Look through the data below. Collect every line where the word "coordinates" occurs.
====== Data ======
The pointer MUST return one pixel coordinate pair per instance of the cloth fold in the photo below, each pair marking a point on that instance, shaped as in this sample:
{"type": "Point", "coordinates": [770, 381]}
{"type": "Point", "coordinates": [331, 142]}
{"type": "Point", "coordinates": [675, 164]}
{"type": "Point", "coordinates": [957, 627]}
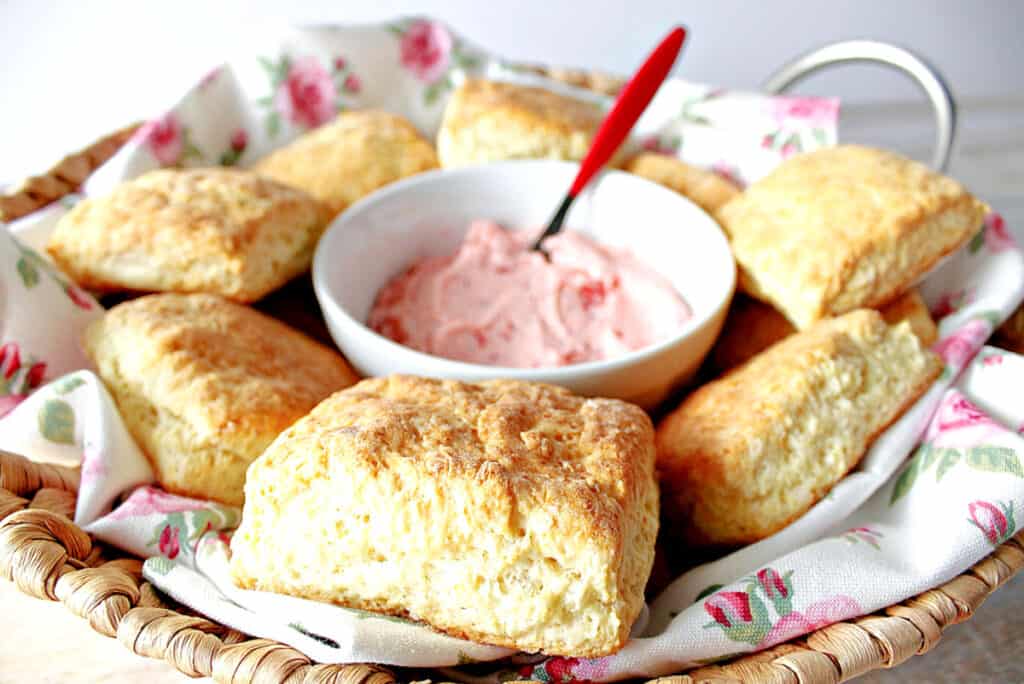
======
**Exercise solution:**
{"type": "Point", "coordinates": [770, 381]}
{"type": "Point", "coordinates": [331, 142]}
{"type": "Point", "coordinates": [675, 164]}
{"type": "Point", "coordinates": [957, 627]}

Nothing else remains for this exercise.